### [What to produce]
Your task is to copy every line of this material exactly.

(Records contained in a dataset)
---
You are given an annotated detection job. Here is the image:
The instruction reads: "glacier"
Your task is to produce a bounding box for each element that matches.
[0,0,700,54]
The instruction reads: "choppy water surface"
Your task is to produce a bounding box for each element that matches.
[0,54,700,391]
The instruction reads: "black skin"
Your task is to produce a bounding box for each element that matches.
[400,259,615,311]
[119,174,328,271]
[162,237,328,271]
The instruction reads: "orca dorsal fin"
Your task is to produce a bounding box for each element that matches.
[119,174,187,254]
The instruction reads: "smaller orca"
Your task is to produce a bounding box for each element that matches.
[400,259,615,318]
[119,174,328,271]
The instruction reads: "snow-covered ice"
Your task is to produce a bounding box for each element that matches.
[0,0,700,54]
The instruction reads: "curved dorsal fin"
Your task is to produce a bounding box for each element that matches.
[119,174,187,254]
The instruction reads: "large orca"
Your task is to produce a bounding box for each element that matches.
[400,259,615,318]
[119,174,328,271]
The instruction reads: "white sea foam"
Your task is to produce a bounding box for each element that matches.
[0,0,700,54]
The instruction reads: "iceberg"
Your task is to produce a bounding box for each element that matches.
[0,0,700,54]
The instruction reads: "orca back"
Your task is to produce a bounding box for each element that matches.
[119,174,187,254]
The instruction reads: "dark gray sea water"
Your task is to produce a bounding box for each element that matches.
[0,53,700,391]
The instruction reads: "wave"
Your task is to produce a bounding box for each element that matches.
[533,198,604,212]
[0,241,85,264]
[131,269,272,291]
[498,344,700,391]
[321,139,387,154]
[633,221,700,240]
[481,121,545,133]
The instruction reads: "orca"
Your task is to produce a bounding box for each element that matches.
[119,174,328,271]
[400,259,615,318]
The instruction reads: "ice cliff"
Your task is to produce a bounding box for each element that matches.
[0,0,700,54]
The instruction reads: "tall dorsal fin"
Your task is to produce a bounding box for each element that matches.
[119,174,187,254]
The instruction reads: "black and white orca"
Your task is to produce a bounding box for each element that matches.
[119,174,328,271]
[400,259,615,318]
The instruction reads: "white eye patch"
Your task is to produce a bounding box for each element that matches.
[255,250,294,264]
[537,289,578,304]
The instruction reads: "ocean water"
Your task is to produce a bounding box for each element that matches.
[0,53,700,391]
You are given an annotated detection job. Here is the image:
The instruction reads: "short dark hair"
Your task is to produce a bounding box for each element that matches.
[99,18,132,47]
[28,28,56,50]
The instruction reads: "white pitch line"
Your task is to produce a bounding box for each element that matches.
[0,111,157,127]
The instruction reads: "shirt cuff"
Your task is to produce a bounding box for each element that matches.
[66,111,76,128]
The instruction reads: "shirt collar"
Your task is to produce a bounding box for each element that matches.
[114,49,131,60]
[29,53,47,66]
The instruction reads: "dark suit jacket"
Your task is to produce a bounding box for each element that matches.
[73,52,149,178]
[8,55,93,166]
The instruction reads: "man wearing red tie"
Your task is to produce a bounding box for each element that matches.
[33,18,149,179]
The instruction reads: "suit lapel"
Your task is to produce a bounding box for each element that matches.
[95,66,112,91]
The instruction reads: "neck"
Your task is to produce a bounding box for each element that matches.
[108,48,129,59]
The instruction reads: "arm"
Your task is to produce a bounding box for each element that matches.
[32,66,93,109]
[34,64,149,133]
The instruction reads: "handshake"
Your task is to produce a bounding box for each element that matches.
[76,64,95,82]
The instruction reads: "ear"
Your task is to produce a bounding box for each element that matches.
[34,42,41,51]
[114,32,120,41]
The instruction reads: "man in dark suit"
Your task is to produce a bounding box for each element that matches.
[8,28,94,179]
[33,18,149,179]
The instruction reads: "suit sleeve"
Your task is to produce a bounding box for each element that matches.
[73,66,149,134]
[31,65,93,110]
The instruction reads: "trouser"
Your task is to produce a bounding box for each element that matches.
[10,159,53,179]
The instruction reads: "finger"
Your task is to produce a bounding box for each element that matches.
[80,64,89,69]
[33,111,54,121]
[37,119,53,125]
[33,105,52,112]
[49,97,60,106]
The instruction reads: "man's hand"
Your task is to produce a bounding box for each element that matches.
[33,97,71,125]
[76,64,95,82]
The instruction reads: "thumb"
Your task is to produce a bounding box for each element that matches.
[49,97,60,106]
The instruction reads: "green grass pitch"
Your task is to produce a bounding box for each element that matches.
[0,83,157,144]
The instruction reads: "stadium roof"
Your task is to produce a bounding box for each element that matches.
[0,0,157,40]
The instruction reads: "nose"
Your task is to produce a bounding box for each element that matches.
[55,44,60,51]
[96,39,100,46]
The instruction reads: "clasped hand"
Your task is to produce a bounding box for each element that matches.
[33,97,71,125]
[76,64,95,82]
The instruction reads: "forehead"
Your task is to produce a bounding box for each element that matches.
---
### [Complete response]
You are given an annotated detection job. Here is the image:
The instruction reads: "glacier"
Your task is to produce a bounding box for each element that matches.
[0,0,700,54]
The instruction reads: "choppy water surface"
Your task is to produce a bounding box for each element that matches.
[0,54,700,391]
The instruction reads: "black skin"
Your task is to produce a bounding box for each element that matches.
[400,259,615,311]
[119,174,328,271]
[162,237,328,271]
The instruction reads: "orca dorsal fin"
Your task is to produce a bounding box for each element that matches.
[119,174,187,254]
The instruction reads: "smaller orca"
Your task is to produce a bounding box for each element that matches.
[400,259,615,318]
[119,174,328,271]
The instruction reads: "snow-covered ice"
Your task is to produce a bounding box for each element that matches.
[0,0,700,54]
The instruction reads: "curved dorsal fin"
Your task is to produce a bounding box for each element that matches.
[119,174,187,254]
The instruction reads: "large orca"
Your task is to produce a bounding box for each element that matches.
[400,259,615,318]
[119,174,328,271]
The instruction reads: "white sea foam"
Your task is to produce a bounding box for each element that matches.
[0,0,700,54]
The instruction reads: "iceberg"
Your task is to produce a bounding box for each element that matches.
[0,0,700,54]
The instruction reads: "orca back"
Your task is to produce a bounding box for each element that matches.
[119,174,187,254]
The instruction reads: "dark gray sea water"
Your task is to produce a bounding box for each element that matches.
[0,53,700,391]
The instruction reads: "wave"
Your task is to produce a bounding box for each element that matches.
[533,198,604,212]
[0,241,85,264]
[131,269,272,291]
[498,344,700,391]
[321,139,387,154]
[633,221,700,240]
[481,121,545,133]
The instruction reads: "orca"
Your task is to produce a bounding box for each element that matches.
[119,174,328,271]
[400,259,615,318]
The instruction reads: "ice cliff"
Your task is to produce a bounding box for each element that matches.
[0,0,700,54]
The instruction reads: "tall dorsal fin"
Your task is to produce a bounding box for each element that matches.
[119,174,187,254]
The instruction reads: "black and white orca"
Your task is to produce a bounding box for each element that matches.
[119,174,328,271]
[400,259,615,318]
The instruction reads: "white eye patch"
Your task is to produce a bounding box for each element that matches.
[255,250,294,264]
[537,289,578,304]
The instruction reads: "ocean water"
Your task is to produce a bounding box for each element that matches.
[0,53,700,391]
You are given an annotated detection job. Here is the image:
The instruction reads: "short dark hair"
Your task is to produce a bounding box for each element that matches.
[99,18,132,47]
[28,28,56,50]
The instruction reads: "white pitch line"
Your task is to produce a bounding box for each element that matches.
[0,111,157,127]
The instruction reads: "shirt cuff"
Your task is to produce a bounding box for each element that matches.
[66,111,76,128]
The instruction reads: "shirt collar"
Your task is to produce a bounding box for each element that matches.
[114,49,131,60]
[29,53,47,66]
The instruction reads: "dark suit jacket"
Your task is to produce a bounding box for each element that matches.
[73,52,149,178]
[8,55,93,166]
The instruction reads: "man wearing red tie"
Your task is to produce a bounding box for each element that matches.
[33,18,149,179]
The instruction reads: "suit lapel"
Your task is to produce a bounding box for each element that matches.
[95,66,112,91]
The instruction reads: "neck"
Your task is to produce a bounding box for each element that matches.
[108,48,129,59]
The instruction reads: "arm"
Your task is to produce a bounding box for each element that matches.
[32,66,93,109]
[34,64,149,133]
The instruction reads: "handshake"
Your task is to produce a bounding box for each element that matches.
[76,64,95,82]
The instruction reads: "ear"
Your task is to produce a bounding box for each element that matches.
[34,42,41,51]
[114,32,120,41]
The instruction reads: "man in dark suit"
Your task is to produce a bounding box for each element that matches.
[8,28,94,179]
[33,18,149,179]
The instruction reads: "suit sleeve"
Your task is to produce a bounding box for each element that matches.
[73,66,149,134]
[31,65,93,110]
The instruction reads: "trouser"
Your task is to produce a bounding box for each element that matches.
[10,159,53,179]
The instruction reads: "finger"
Your task is to produce a bounding box for each element that matches.
[80,64,89,69]
[33,111,54,121]
[37,119,53,125]
[33,105,52,112]
[49,97,60,106]
The instruction reads: "man's hand"
Your task is to produce a bounding box for each element that matches.
[33,97,71,125]
[76,64,95,82]
The instruction reads: "thumb"
Your task is to produce a bounding box for each element that matches.
[49,97,60,106]
The instruction reads: "green grass pitch"
Your task is to produce a bounding box for each element that matches.
[0,83,157,144]
The instruction reads: "stadium roof"
Your task is to produce a bounding box for each element that matches.
[0,0,157,40]
The instruction reads: "nose"
Your task is to produce a bounding box for each element that matches.
[55,44,60,51]
[96,39,100,46]
The instruction reads: "clasped hand"
Your task is to produce a bounding box for each element that matches.
[33,97,71,125]
[76,64,95,82]
The instruction reads: "forehead"
Your task is to produce a bounding box for each element that matches.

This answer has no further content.